Triton acquired Dematic from Siemens in 2006 before helping to build the company's Asian presence and weather the financial crisis of 2009.
By Modern Materials Handling Staff
November 13, 2012

Funds advised by Triton today announced the sale of logistics specialist Dematic, the global leader in warehouse technology and materials handling solutions, to private equity investor AEA Investors (“AEA”) and Teachers’ Private Capital (“TPC”), the private equity arm of Canadian pension fund Ontario Teachers’ Pension Plan. As part of the transaction, around € 450 million of outstanding bonds will be redeemed. Dematic has sales of approximately € 1 billion and serves world-wide leading customers with around 4,500 employees across the globe.The parties to the transaction have agreed not to disclose the purchase price.
 
“Today we are particularly well positioned in the growing retail and e-commerce segments. AEA and TPC have the track record, know-how and capital to support our growth strategy in this very attractive market,” said Roar Isaksen, President and CEO of Dematic.
 
Triton acquired Dematic from Siemens in 2006. At the time the company was a loss-making non-core business. Since then, Dematic has steadily improved its results. “Over the past six years, the management, board, employee representatives and all Dematic employees have done a fantastic job to turn the company into the highly profitable and technologically and geographically well-positioned global market leader in intralogistics,” said Peder Prahl, director of the General Partner of Triton Fund II. “We would like to thank everyone for their contribution during Triton’s ownership.”

In order to bring Dematic back to sustained profitability, the company, with the support of Triton, had to make significant new investments and to restructure its USA and German operations in 2007 and 2008. This did not only allow Dematic to successfully steer through the financial crisis of 2009, but also laid the foundation for where the company stands now: the independent profitable global market leader in the growing intralogistics market.
━━━━━━━━━━━━━━━━
• [Direction 1]
Answer these questions about the Dematic sale article, one line each:
(a) From which company did Triton acquire Dematic, and in what year?
(b) Roughly how many employees does Dematic have?
(c) Which of Dematic's operations were restructured in 2007 and 2008?
• [Direction 2] Please list every distinct year that appears in the Dematic sale article, including its date line.
• [Direction 3] Resume the Dematic sale article after its final sentence and carry it on for another paragraph.

(Records for locating named things)
━━━━━━━━━━━━━━━━
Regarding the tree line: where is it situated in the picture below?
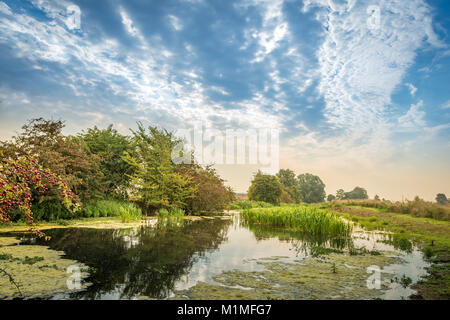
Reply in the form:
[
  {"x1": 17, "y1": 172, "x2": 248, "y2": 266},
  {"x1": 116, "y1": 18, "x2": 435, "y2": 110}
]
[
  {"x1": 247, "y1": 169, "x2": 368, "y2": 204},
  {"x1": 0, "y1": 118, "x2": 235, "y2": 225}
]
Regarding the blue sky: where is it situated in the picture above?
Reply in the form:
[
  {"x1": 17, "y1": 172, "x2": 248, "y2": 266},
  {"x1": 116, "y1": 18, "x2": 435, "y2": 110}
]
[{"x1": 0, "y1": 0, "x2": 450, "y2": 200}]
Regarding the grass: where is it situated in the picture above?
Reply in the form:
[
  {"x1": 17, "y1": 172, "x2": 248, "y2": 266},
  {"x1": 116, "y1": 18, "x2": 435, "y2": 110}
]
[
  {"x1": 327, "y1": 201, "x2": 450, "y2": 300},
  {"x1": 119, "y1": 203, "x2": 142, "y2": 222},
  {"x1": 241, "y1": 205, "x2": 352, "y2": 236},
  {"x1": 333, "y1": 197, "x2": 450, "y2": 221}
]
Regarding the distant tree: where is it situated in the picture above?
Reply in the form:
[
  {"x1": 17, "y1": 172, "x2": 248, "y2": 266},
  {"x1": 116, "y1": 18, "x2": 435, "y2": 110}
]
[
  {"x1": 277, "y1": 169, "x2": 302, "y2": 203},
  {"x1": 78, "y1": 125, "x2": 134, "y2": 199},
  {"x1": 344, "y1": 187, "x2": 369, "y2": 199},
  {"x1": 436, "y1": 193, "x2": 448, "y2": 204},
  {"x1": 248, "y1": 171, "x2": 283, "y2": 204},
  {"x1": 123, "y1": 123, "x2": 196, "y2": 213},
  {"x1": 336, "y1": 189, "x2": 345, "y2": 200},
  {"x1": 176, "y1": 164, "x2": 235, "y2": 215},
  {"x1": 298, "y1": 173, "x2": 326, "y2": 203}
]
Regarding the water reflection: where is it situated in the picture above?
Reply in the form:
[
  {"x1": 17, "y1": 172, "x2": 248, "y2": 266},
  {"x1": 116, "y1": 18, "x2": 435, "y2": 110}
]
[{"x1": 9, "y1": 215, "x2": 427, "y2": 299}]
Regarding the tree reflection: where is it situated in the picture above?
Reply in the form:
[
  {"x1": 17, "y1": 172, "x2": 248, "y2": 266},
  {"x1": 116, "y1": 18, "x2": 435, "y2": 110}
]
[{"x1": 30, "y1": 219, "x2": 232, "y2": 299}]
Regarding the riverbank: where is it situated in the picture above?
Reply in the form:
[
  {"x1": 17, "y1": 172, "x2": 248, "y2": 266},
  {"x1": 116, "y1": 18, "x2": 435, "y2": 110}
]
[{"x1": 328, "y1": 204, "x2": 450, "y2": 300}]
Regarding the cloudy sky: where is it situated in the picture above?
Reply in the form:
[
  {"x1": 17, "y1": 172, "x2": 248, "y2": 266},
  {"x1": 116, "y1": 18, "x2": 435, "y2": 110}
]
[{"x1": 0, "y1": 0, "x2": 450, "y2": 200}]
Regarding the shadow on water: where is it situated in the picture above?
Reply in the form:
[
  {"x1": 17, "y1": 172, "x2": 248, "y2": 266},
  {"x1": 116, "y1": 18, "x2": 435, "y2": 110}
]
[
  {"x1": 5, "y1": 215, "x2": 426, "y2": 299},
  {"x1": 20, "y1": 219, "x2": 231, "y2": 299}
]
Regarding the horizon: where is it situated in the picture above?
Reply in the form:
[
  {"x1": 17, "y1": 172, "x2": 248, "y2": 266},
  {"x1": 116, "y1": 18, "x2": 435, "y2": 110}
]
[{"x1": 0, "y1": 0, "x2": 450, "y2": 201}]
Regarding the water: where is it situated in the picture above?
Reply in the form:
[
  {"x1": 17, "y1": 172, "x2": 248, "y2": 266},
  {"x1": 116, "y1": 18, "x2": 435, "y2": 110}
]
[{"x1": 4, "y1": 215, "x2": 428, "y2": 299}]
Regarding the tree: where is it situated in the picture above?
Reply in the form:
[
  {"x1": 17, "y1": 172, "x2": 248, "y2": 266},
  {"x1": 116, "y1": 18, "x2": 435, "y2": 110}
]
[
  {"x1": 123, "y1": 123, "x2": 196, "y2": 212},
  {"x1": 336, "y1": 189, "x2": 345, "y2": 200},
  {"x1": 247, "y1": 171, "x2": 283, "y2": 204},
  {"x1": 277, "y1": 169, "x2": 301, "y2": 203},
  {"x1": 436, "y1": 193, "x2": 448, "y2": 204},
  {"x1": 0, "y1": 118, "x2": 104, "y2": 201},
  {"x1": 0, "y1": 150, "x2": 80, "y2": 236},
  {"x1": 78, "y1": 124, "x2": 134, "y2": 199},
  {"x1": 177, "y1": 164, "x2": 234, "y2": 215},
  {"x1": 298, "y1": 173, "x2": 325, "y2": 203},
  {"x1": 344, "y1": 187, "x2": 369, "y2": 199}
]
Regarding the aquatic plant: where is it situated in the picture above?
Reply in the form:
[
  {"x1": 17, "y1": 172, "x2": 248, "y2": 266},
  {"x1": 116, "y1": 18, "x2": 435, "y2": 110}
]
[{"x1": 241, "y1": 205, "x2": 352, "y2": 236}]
━━━━━━━━━━━━━━━━
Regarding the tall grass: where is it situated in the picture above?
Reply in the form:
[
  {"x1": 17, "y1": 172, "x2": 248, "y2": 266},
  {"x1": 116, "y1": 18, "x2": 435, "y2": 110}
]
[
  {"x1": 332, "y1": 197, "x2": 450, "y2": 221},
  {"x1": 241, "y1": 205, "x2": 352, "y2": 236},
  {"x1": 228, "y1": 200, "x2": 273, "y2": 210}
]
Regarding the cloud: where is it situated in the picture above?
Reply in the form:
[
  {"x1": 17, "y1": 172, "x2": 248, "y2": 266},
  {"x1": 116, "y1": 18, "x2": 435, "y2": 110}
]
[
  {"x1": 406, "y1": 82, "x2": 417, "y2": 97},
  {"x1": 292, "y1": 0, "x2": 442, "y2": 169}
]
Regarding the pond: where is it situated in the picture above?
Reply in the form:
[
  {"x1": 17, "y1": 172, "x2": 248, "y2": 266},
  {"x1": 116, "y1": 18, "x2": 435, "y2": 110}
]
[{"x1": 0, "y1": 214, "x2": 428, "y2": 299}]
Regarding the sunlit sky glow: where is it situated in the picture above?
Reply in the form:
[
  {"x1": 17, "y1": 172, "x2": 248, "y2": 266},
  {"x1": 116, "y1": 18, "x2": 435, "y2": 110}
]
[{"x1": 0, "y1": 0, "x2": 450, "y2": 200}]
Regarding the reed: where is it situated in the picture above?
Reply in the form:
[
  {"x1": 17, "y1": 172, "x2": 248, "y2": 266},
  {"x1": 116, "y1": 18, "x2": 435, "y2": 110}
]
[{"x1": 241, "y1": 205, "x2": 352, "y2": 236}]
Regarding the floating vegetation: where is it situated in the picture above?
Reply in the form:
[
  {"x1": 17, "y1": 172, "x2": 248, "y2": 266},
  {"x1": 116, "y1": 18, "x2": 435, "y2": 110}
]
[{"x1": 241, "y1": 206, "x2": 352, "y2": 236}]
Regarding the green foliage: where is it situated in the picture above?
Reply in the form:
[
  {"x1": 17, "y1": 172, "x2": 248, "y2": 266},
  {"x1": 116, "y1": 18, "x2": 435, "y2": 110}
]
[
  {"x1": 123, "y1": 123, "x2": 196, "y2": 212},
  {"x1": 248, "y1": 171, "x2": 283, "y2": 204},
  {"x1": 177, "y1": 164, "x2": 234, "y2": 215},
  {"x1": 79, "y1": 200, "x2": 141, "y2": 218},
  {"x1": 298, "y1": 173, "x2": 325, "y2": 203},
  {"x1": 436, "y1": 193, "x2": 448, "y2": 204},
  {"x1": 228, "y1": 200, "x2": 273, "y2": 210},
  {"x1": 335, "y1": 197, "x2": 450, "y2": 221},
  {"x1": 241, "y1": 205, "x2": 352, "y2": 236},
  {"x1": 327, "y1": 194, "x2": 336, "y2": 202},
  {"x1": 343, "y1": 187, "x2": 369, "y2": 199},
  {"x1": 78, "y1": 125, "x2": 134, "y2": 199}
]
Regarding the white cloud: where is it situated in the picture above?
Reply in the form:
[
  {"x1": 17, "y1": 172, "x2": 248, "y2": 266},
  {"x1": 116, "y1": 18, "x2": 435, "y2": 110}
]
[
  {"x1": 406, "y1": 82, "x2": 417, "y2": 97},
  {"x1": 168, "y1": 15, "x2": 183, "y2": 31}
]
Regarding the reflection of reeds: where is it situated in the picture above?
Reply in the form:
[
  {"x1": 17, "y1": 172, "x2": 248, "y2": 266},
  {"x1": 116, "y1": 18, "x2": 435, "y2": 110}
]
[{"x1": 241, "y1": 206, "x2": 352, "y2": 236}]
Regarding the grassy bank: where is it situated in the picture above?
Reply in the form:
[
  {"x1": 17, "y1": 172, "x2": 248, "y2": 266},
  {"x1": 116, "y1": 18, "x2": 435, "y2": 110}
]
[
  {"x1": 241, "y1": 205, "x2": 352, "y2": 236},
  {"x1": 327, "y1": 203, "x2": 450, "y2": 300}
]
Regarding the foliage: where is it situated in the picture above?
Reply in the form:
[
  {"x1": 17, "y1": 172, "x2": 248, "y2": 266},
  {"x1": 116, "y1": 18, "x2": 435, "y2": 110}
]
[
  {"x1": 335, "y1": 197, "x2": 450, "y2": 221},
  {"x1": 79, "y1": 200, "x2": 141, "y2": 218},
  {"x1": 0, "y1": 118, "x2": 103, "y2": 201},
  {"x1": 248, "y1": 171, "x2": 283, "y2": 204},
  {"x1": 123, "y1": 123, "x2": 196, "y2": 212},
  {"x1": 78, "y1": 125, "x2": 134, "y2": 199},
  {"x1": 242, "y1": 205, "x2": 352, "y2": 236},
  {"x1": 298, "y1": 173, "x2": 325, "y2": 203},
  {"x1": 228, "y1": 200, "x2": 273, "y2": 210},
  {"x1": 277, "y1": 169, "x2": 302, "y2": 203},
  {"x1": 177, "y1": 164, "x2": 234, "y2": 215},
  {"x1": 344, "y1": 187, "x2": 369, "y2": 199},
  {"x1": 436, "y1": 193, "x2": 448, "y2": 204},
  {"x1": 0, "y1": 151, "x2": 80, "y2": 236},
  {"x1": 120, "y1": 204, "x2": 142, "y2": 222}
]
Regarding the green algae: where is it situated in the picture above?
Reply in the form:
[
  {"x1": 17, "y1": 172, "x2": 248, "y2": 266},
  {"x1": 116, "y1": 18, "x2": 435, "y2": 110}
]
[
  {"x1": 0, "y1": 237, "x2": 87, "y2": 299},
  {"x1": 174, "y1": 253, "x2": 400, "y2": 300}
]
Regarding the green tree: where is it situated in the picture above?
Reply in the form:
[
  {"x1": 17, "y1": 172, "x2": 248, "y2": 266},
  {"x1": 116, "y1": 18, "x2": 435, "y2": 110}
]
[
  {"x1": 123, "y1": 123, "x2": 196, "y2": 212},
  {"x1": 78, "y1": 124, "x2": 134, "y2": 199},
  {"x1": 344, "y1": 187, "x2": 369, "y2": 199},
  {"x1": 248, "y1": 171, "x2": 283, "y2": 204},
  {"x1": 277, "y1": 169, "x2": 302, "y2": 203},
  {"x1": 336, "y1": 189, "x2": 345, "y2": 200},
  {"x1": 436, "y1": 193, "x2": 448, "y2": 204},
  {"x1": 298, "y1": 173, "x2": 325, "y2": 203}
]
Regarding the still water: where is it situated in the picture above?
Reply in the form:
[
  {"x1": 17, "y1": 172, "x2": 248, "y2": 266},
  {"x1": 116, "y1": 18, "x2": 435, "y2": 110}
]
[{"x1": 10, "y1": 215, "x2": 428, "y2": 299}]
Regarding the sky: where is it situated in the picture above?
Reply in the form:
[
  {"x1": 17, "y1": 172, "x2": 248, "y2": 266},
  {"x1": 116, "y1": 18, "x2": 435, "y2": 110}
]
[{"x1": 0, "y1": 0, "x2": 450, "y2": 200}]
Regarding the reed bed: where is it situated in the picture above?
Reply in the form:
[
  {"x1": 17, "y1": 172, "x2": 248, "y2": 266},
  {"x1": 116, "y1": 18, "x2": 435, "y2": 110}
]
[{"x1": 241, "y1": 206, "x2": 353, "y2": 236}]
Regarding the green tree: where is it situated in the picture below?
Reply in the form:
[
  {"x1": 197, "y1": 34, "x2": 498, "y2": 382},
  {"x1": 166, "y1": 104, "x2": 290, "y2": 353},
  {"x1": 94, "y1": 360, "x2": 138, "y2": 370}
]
━━━━━━━━━━━━━━━━
• [Exercise output 1]
(a) Siemens, in 2006
(b) Around 4,500
(c) Its USA and German operations

• [Exercise output 2] 2006, 2009, 2012, 2007, 2008

• [Exercise output 3]
 
As part of the turnaround, Dematic simplified its corporate structures, shortened decision-making processes and improved accountability across the company by implementing a systematic approach to cost and operational efficiency. The company also significantly increased R&D expenditures and invested in the expansion of a dedicated customer services unit. Today, customer services are a major contributor to Dematic’s overall profit. Large investments in sales and in marketing have yielded strong results in markets such as North America, Europe and Australia. Asia has grown from almost nothing in 2006 into a substantial part of the business today.
 
Dematic’s international presence and leadership has been continuously expanded. The company made the complementary acquisition of HK systems in 2010 and has developed a new factory in Suzhou, China. “Both investments were milestones for boosting Dematic’s competitiveness in our two core markets USA and China and expanding our client list in the growing e-commerce segment,” said Roar Isaksen.
 
The sale, which is subject to the usual regulatory approval processes, is expected to be completed by January 2013.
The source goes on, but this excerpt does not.